[Stored data]
********************
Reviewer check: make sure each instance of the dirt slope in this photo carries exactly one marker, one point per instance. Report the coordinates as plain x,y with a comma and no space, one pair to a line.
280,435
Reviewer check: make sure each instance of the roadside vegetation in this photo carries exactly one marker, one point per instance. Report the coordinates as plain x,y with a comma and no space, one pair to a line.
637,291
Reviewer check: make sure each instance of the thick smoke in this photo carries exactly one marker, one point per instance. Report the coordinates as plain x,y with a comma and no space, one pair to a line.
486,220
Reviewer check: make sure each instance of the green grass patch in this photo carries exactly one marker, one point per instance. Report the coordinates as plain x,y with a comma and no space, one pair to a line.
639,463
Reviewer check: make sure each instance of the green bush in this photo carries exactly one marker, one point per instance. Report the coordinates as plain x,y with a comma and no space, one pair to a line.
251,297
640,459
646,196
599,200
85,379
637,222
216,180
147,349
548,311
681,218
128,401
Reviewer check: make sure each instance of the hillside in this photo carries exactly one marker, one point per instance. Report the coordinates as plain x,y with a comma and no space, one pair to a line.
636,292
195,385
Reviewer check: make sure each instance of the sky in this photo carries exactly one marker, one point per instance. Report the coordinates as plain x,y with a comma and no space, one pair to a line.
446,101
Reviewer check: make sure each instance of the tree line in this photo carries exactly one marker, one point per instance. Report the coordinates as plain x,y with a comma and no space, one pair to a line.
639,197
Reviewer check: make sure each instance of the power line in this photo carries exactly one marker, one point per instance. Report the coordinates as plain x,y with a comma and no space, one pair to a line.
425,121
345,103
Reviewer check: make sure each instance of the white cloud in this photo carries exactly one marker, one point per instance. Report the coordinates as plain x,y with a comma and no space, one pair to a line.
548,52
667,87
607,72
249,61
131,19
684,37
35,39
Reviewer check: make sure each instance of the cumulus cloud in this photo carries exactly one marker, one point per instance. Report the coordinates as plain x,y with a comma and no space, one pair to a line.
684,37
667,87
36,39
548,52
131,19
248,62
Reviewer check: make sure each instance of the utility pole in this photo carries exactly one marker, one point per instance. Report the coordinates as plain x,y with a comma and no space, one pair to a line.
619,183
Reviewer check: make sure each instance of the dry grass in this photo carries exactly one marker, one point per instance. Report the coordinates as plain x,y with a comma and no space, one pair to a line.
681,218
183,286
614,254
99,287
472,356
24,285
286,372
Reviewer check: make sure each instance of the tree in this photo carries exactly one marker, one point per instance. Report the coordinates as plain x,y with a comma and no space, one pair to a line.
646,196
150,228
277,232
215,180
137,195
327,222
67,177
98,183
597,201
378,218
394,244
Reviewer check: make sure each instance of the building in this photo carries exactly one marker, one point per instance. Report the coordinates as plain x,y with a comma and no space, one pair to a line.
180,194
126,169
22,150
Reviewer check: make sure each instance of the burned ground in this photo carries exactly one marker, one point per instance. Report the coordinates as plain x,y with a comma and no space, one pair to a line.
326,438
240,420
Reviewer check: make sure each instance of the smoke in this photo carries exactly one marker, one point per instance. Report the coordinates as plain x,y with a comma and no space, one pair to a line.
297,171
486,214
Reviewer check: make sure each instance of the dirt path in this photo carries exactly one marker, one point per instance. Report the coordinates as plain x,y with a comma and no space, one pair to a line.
********************
▸ **STATED PROBLEM**
Output all of the material above word for word, keeping every line in its original order.

▸ **OUTPUT FOR THIS EXERCISE**
Reviewer check: make sure each instance of the dirt slope in this photo carries exactly one marker, one point per instance. Report the coordinates as plain x,y with a comma and no space, one pair to a line.
280,435
Reviewer check: make sure each instance of the roadside vegetation in this photo carries exactly one marker, one point per instance. Report the coordinates as plain x,y with a comma and no space, one pair to a line.
637,291
Reviewer check: make sure each instance of the thick smoke in this photo carries exactly one marker, one point per instance. Report the coordinates as plain x,y with a comma and no space, one pair to a line.
486,220
Reviewer check: make sure each instance of the green grass patch in this photo carries exactly one marker, one point per instance. Report the coordinates as plain x,y with a comma and no space, one pair to a line.
639,463
Reviewer check: make sure each instance of the green bush in this photo carries exactly one marker, one point per instance. Report the coordinates as plain x,y with a comma and no space, one pair to a line.
251,297
640,459
646,196
599,200
85,379
637,222
216,180
147,349
548,311
681,218
128,401
Reviewer check: make sure each instance of the hillside in this photo carries exactly one marker, one point per instance. Report the coordinates as plain x,y with a comma and no space, one pair to a line.
636,292
195,385
Reviewer check: make sure each instance of the sky in this photo carries exactly one marker, one point per instance. Report the coordinates as plain x,y with a comma and no space, one pair to a line.
446,101
Reviewer check: make sure each instance of the tree line in this photo carries exactly one marker, one point per instance. Report the coordinates as plain x,y with a comma and no space, one pair to a line.
639,197
Reviewer check: make sure each instance of the power line in this photo carries exactly one marker, one point per instance. Report the coordinates as plain x,y with a comma and no space, one pair to a line.
425,121
345,103
Reviewer check: make sure each instance of the white cloud in this photo carries exactly one marker, one point per instance. Report the coordinates as plain x,y with a comma and no space, one pair to a line.
548,52
667,87
607,72
249,61
131,19
684,37
35,39
Reviewer check: make sure each instance of the cumulus cloud in this photo carries exactly one marker, one point per instance. Report the coordinates as plain x,y with a comma and no space, one pair to a line.
684,37
667,87
36,39
548,52
131,19
248,62
Reviewer check: make sure each instance of the utility pole in this photo carries exactly one marker, one point per instance. Report the coordinates as plain x,y with a comma and no space, one pair to a line.
619,183
Reviewer check: make sure each instance of the dry grass in this photo carries exactly one marker, one point per instance. Report the coordinates as plain x,y with a comma and no space, one pair to a line.
681,218
183,286
614,254
99,287
472,356
24,285
286,372
Reviewer check: make sure each instance of the tree in this photo carries exactly one marker, one point per instance. Report the coordinates as plain x,y with a comma and no space, one pair to a line.
646,196
150,228
277,232
215,180
137,195
327,222
67,177
98,183
597,201
378,218
394,244
Reviewer check: make sure each instance of the building in this photo carries exactly one marker, one point per instance. Report the coordinates as plain x,y with a comma and no space, one pair to a line.
180,194
126,169
22,150
Reviewer check: make sure each instance of the burned ground in this photo carries exactly one marker, one point per instance. Report the coordinates as plain x,y with a comma and no space, one pair to a line.
326,438
240,420
Reviewer check: make sure each instance of the smoke in this photo carries exactly one marker, one point per instance. Report the coordinates as plain x,y with a comma and no space, one pair to a line.
297,171
486,214
Reviewer check: make sure each instance of the dirt path in this photo carries exactly one marker, one point per instance. Report the coordinates as plain x,y with a comma and no space, one pair to a line.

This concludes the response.